__Source document__.
---

Biosynthesis and regulation
In chemical terms, epinephrine is one of a group of monoamines called the catecholamines. It is produced in some neurons of the central nervous system, and in the chromaffin cells of the adrenal medulla from the amino acids phenylalanine and tyrosine.
Epinephrine is synthesized in the medulla of the adrenal gland in an enzymatic pathway that converts the amino acid tyrosine into a series of intermediates and, ultimately, epinephrine. Tyrosine is first oxidized to L-DOPA, which is subsequently decarboxylated to give dopamine. Oxidation gives norepinephrine. The final step in epinephrine biosynthesis is the methylation of the primary amine of noradrenaline. This reaction is catalyzed by the enzyme phenylethanolamine N-methyltransferase (PNMT) which utilizes S-adenosylmethionine (SAMe) as the methyl donor. While PNMT is found primarily in the cytosol of the endocrine cells of the adrenal medulla (also known as chromaffin cells), it has been detected at low levels in both the heart and brain.

---

__Dataset__.
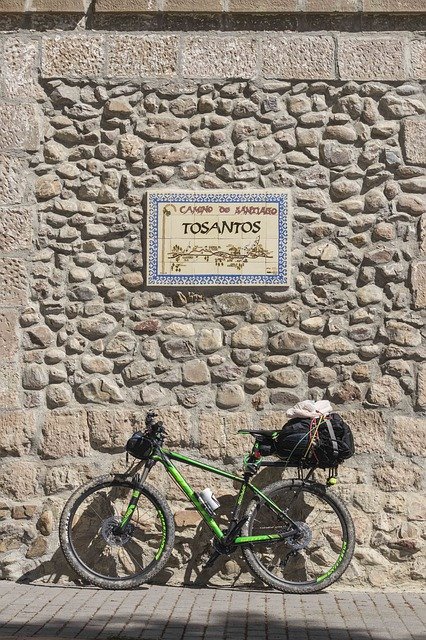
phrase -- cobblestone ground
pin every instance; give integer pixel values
(171, 613)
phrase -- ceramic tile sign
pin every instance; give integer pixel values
(217, 238)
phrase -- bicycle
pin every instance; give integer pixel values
(117, 531)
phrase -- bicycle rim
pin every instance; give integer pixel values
(93, 543)
(315, 558)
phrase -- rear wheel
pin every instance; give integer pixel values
(100, 555)
(313, 559)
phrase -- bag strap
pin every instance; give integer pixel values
(332, 438)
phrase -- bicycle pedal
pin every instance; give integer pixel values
(211, 560)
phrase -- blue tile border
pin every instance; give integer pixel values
(279, 197)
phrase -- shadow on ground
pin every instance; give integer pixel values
(237, 625)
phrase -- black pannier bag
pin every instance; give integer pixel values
(139, 446)
(323, 442)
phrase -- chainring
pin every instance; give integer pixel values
(302, 539)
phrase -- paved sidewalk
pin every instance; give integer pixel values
(174, 613)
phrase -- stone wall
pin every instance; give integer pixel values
(88, 121)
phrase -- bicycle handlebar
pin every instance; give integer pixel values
(153, 428)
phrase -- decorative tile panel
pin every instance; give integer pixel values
(218, 238)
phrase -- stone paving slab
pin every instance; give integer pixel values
(174, 613)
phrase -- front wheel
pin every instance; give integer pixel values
(92, 546)
(311, 560)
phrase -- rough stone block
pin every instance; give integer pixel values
(143, 56)
(192, 6)
(409, 435)
(58, 6)
(178, 424)
(418, 59)
(19, 127)
(418, 283)
(18, 480)
(262, 6)
(9, 343)
(369, 430)
(10, 385)
(211, 434)
(65, 433)
(214, 56)
(237, 444)
(414, 140)
(298, 57)
(126, 6)
(394, 6)
(332, 6)
(370, 58)
(15, 229)
(397, 476)
(13, 6)
(422, 234)
(109, 430)
(12, 179)
(421, 387)
(72, 55)
(18, 73)
(13, 277)
(18, 429)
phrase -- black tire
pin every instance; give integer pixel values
(108, 561)
(327, 543)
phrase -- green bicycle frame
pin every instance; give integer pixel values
(166, 457)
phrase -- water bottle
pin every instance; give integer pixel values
(209, 501)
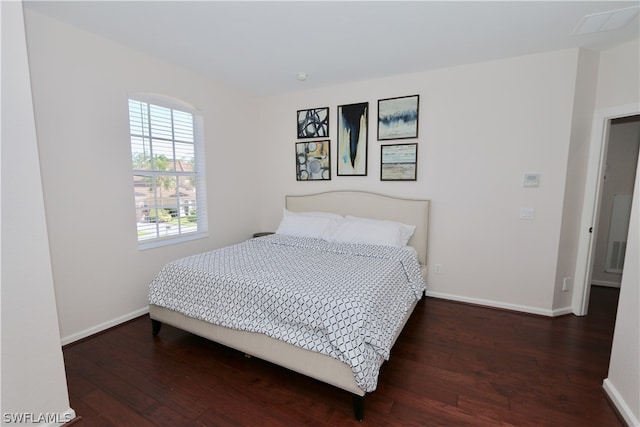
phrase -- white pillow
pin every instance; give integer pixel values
(320, 225)
(373, 232)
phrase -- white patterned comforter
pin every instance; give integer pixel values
(343, 300)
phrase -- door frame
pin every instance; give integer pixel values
(591, 203)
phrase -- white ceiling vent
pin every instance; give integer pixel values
(606, 21)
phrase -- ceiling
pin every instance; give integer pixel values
(261, 46)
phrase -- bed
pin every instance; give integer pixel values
(332, 367)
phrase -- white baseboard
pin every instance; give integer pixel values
(620, 404)
(103, 326)
(505, 306)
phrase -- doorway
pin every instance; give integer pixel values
(617, 184)
(592, 210)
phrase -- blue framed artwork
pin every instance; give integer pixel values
(399, 162)
(398, 117)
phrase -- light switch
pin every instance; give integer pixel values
(527, 213)
(531, 180)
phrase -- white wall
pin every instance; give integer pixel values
(482, 127)
(80, 87)
(33, 377)
(577, 162)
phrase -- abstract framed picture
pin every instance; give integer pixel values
(398, 117)
(313, 161)
(398, 162)
(313, 123)
(353, 138)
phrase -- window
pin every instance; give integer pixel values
(168, 172)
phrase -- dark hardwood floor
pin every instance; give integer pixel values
(453, 365)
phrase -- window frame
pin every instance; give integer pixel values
(199, 170)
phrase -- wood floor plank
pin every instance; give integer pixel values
(454, 365)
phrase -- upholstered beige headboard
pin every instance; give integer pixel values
(371, 205)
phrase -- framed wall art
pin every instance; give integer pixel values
(353, 139)
(398, 162)
(313, 123)
(398, 117)
(313, 161)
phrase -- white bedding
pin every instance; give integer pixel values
(343, 300)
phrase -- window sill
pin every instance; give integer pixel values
(171, 240)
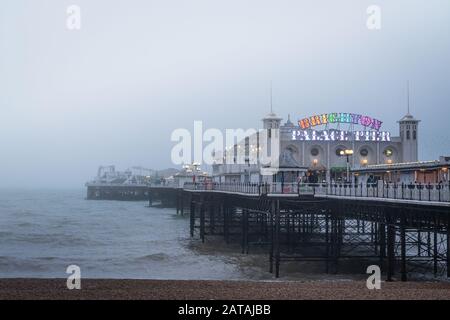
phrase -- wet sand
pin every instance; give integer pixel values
(206, 289)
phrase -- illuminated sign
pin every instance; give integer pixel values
(350, 118)
(340, 135)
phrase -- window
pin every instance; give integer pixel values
(388, 152)
(364, 152)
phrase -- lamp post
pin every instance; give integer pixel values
(347, 153)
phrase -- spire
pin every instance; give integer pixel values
(271, 100)
(289, 122)
(407, 96)
(408, 116)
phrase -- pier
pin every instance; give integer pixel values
(401, 228)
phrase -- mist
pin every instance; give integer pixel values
(113, 91)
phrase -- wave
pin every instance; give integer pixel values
(160, 256)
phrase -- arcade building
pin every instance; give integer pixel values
(327, 147)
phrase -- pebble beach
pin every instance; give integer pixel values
(100, 289)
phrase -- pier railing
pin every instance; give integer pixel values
(438, 192)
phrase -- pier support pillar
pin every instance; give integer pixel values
(403, 249)
(382, 243)
(277, 238)
(271, 235)
(390, 251)
(202, 222)
(192, 217)
(448, 246)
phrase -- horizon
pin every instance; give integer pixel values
(113, 91)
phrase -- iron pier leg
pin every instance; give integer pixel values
(390, 251)
(448, 246)
(272, 238)
(277, 239)
(403, 250)
(202, 222)
(192, 218)
(382, 231)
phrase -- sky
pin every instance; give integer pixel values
(113, 91)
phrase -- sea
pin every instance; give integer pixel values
(42, 232)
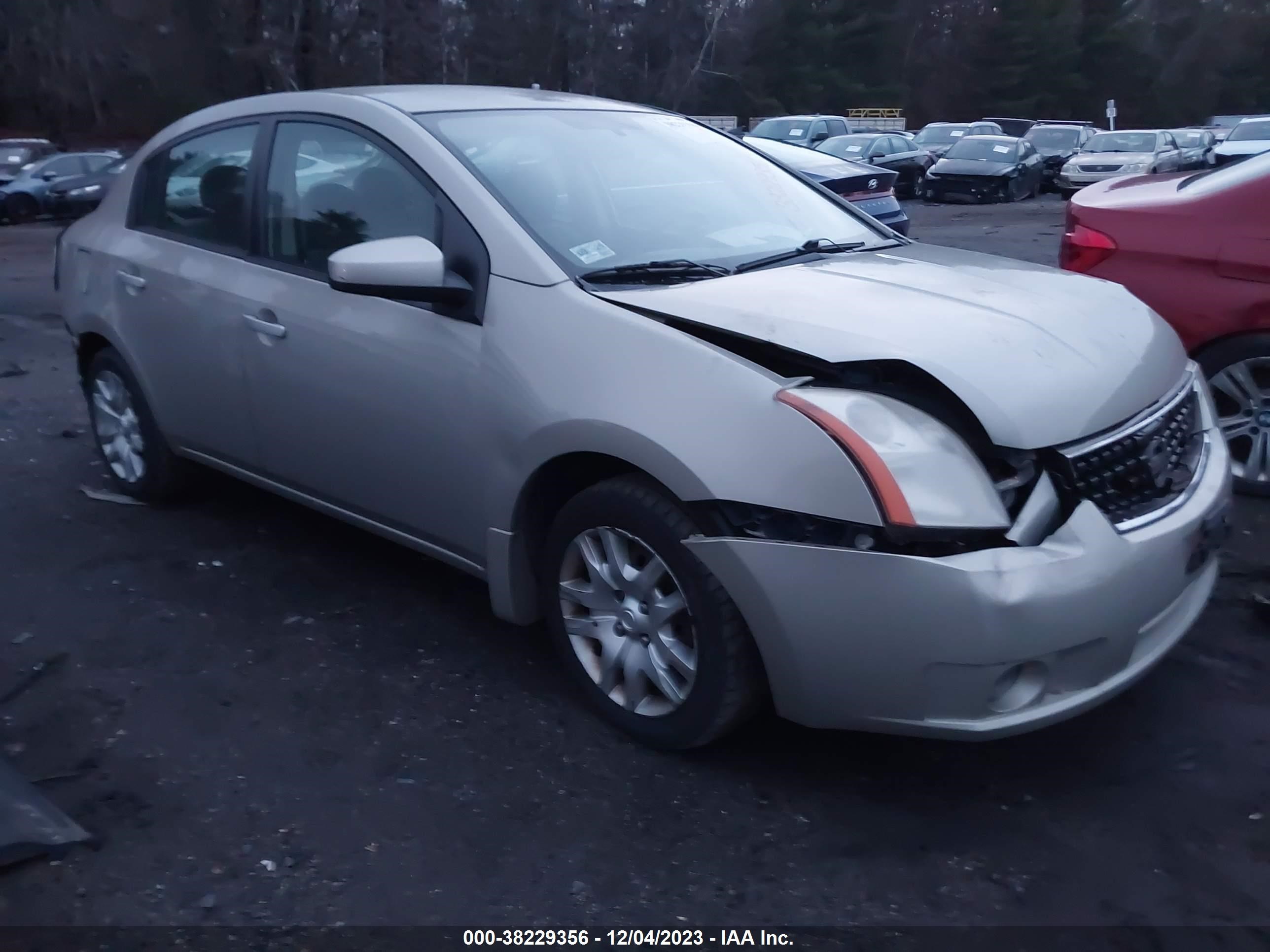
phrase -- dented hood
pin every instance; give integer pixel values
(1041, 356)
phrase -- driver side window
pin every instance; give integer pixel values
(329, 188)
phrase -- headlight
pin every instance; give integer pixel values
(921, 473)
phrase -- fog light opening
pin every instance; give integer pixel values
(1019, 686)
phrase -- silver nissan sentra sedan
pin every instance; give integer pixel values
(729, 437)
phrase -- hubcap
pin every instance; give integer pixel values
(117, 428)
(628, 621)
(1242, 397)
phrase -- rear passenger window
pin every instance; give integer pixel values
(197, 190)
(329, 188)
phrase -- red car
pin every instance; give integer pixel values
(1196, 248)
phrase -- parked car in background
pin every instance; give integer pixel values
(892, 151)
(1197, 249)
(1197, 148)
(23, 199)
(1250, 137)
(1222, 126)
(18, 153)
(807, 131)
(1017, 129)
(1112, 154)
(939, 137)
(878, 484)
(867, 187)
(986, 169)
(1057, 144)
(80, 195)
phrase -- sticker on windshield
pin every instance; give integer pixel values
(592, 252)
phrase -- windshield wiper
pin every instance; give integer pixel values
(672, 271)
(807, 248)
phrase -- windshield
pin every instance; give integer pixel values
(984, 150)
(1227, 177)
(942, 135)
(1122, 142)
(792, 130)
(1250, 131)
(1188, 139)
(600, 190)
(1052, 139)
(1223, 121)
(846, 146)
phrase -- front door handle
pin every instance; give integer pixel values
(272, 328)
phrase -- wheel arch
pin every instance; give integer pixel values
(572, 456)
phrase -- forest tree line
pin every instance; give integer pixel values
(126, 68)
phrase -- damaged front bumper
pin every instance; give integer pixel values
(987, 190)
(982, 644)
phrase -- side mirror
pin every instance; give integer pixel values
(408, 268)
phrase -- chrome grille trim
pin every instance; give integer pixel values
(1136, 423)
(1109, 469)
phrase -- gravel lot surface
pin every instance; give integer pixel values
(274, 719)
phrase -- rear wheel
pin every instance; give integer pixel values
(1238, 373)
(136, 456)
(22, 208)
(645, 630)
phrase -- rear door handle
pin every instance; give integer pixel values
(272, 328)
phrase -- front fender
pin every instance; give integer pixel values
(572, 374)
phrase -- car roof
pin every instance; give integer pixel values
(808, 117)
(457, 98)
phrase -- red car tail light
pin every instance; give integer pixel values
(1084, 249)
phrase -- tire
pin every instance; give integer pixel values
(728, 683)
(1222, 357)
(163, 475)
(22, 208)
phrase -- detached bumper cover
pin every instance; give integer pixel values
(901, 644)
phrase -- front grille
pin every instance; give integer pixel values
(1138, 468)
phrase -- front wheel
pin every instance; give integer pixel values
(1238, 375)
(645, 630)
(136, 456)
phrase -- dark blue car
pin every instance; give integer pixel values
(25, 199)
(867, 187)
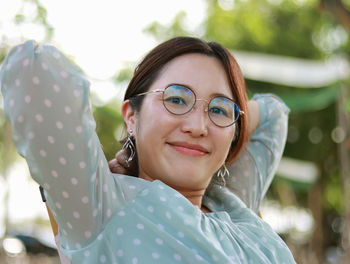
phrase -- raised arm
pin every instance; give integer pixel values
(46, 99)
(252, 172)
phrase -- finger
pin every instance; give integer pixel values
(115, 167)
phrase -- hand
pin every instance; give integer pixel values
(120, 166)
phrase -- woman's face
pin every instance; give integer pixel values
(183, 151)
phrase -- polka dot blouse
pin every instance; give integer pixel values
(110, 218)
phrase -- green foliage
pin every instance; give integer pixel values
(176, 28)
(287, 28)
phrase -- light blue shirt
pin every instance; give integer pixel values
(110, 218)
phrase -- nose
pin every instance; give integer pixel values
(196, 121)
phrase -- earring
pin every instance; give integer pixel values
(220, 175)
(129, 145)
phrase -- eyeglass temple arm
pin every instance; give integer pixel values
(152, 91)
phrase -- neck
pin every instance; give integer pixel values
(194, 196)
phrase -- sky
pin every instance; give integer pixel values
(102, 37)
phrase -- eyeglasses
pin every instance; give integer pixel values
(179, 100)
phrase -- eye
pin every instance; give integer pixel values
(218, 111)
(176, 100)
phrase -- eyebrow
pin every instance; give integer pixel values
(216, 94)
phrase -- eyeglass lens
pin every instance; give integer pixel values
(179, 100)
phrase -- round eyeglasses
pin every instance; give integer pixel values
(179, 100)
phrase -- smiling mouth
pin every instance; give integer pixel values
(189, 149)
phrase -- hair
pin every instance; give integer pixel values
(152, 64)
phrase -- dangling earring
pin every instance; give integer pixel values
(129, 145)
(221, 175)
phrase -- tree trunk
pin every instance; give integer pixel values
(344, 158)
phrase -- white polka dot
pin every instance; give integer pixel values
(36, 80)
(87, 234)
(109, 213)
(56, 54)
(47, 102)
(63, 161)
(215, 258)
(121, 213)
(51, 139)
(70, 146)
(67, 110)
(76, 214)
(56, 88)
(103, 258)
(74, 181)
(76, 93)
(180, 234)
(39, 118)
(178, 195)
(159, 241)
(31, 135)
(20, 119)
(44, 66)
(54, 174)
(177, 257)
(59, 125)
(120, 231)
(78, 129)
(25, 62)
(27, 99)
(140, 226)
(64, 74)
(187, 221)
(85, 199)
(137, 241)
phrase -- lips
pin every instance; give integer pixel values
(189, 149)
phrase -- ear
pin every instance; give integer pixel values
(129, 115)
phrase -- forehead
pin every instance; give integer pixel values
(205, 75)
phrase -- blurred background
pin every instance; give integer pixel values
(297, 49)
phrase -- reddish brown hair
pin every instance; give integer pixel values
(150, 67)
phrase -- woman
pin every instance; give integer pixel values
(187, 118)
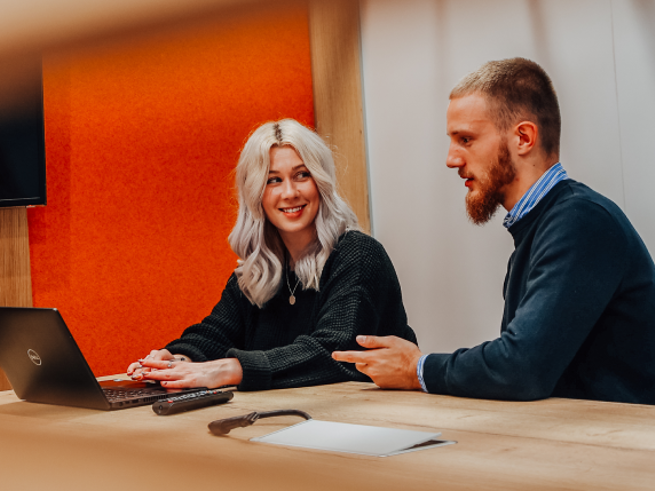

---

__Exercise tasks__.
**a)** In the epinephrine biosynthesis passage, which enzyme catalyzes the final step of the pathway?
**b)** Please output the part of the epinephrine biosynthesis passage starting at "Epinephrine is synthesized" and ending at "heart and brain.", unchanged.
**c)** Write the next part of the epinephrine biosynthesis passage, picking up after its final sentence.
The rows have nothing to do with this.

__Results in order__.
**a)** Phenylethanolamine N-methyltransferase (PNMT).

**b)**
Epinephrine is synthesized in the medulla of the adrenal gland in an enzymatic pathway that converts the amino acid tyrosine into a series of intermediates and, ultimately, epinephrine. Tyrosine is first oxidized to L-DOPA, which is subsequently decarboxylated to give dopamine. Oxidation gives norepinephrine. The final step in epinephrine biosynthesis is the methylation of the primary amine of noradrenaline. This reaction is catalyzed by the enzyme phenylethanolamine N-methyltransferase (PNMT) which utilizes S-adenosylmethionine (SAMe) as the methyl donor. While PNMT is found primarily in the cytosol of the endocrine cells of the adrenal medulla (also known as chromaffin cells), it has been detected at low levels in both the heart and brain.

**c)**
The major physiologic triggers of adrenaline release center upon stresses, such as physical threat, excitement, noise, bright lights, and high ambient temperature. All of these stimuli are processed in the central nervous system.
Adrenocorticotropic hormone (ACTH) and the sympathetic nervous system stimulate the synthesis of adrenaline precursors by enhancing the activity of tyrosine hydroxylase and dopamine-β-hydroxylase, two key enzymes involved in catecholamine synthesis. ACTH also stimulates the adrenal cortex to release cortisol, which increases the expression of PNMT in chromaffin cells, enhancing adrenaline synthesis. This is most often done in response to stress. The sympathetic nervous system, acting via splanchnic nerves to the adrenal medulla, stimulates the release of adrenaline. Acetylcholine released by preganglionic sympathetic fibers of these nerves acts on nicotinic acetylcholine receptors, causing cell depolarization and an influx of calcium through voltage-gated calcium channels. Calcium triggers the exocytosis of chromaffin granules and, thus, the release of adrenaline (and noradrenaline) into the bloodstream.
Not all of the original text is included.